# TASK STATEMENT
Write out, word for word, the part of the training configuration notes below starting with "Explorer Overlay" and going on through "through environment variables.".

# GIVEN TEXT
* start *
The baseline training geometry is intentionally left unchanged:

  • objective=grpo

  • critic_type=drgrpo

  • prompt_template=r1

  • num_samples=8

  • train_batch_size=128

  • train_batch_size_per_device=1

  • rollout_batch_size=128

  • rollout_batch_size_per_device=16

  • pi_buffer_maxlen_per_device=128

  • beta=0.0

Explorer Overlay

The listwise explorer path reuses that exact runtime and launcher, but switches the learner onto the listwise MaxEnt objective through environment variables.

  • launcher: ops/run_oat_zero_explorer_1p5b_upstream.sh

  • node302 Slurm wrapper: ops/slurm/train_understand_r1_zero_qwen2p5_math_1p5b_r1_readme_flash_explorer_node302.slurm

The explorer defaults mirror the existing Dr.GRPO-Explorer settings already used elsewhere in this repository:

  • objective=maxent_listwise

  • beta=0.0 by default; set it above zero only when you explicitly want the reference-weight term active

  • maxent_tau=0.5

  • maxent_q_temperature=2.0

  • maxent_q_epsilon=1e-6

  • maxent_length_normalize_ref=true

  • maxent_length_normalize_policy=true

  • maxent_listwise_skip_zero_variance_groups=true

  • maxent_use_clip_objective=true

  • maxent_clip_objective_coef=1.0

  • maxent_reference_logprobs_source=model so a nonzero beta can reuse the model-reference path without changing the launcher

  • maxent_logprob_chunk_size=2

  • train_batch_size_per_device=8 so each microbatch contains one whole prompt group when num_samples=8

Safety Guardrails

The baseline DR.GRPO path stays the default. Nothing switches to listwise unless the launch explicitly sets OAT_ZERO_OBJECTIVE=maxent_listwise.

Additional guardrails are enforced in two places:

  • shell launcher validation in ops/run_oat_zero_exact_1p5b_upstream.sh

  • learner validation in understand-r1-zero/train_zero_math.py

  • repo audit in tools/audit_oat_setup.py

The listwise path now fails fast when:

  • objective is unsupported

  • critic_type is not drgrpo

  • num_samples <= 1

  • train_batch_size_per_device is not divisible by num_samples

  • maxent_tau <= 0

Implementation Notes

The local listwise extension lives in oat_zero_ext/listwise.py and is used only by the patched understand-r1-zero/train_zero_math.py learner.

Key design choice: the baseline OAT PPO/Dr.GRPO update path is untouched. The listwise branch activates only inside ZeroMathLearner.learning_step when objective=maxent_listwise and keeps whole prompt groups together during minibatching.
* end *
# ROWS
* start *
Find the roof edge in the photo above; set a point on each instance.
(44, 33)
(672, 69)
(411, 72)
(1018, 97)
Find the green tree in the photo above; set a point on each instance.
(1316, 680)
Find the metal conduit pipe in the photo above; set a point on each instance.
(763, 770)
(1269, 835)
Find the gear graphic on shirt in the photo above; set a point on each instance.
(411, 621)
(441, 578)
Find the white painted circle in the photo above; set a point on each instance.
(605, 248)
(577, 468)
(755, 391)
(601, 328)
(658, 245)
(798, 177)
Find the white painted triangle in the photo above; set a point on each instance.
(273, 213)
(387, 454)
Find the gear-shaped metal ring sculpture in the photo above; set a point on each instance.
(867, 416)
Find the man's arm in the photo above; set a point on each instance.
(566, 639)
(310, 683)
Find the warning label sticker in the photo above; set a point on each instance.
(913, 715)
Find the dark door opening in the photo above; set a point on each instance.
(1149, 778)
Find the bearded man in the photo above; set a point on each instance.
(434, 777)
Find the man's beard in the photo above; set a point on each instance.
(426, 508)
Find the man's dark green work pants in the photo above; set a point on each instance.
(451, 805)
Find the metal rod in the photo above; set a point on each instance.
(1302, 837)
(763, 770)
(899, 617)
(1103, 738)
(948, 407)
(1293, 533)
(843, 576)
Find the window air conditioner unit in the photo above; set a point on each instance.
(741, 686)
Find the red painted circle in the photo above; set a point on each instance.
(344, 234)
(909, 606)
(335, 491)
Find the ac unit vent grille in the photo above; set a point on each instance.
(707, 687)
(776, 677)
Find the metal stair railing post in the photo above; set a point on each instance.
* end *
# ANSWER BELOW
Explorer Overlay

The listwise explorer path reuses that exact runtime and launcher, but switches the learner onto the listwise MaxEnt objective through environment variables.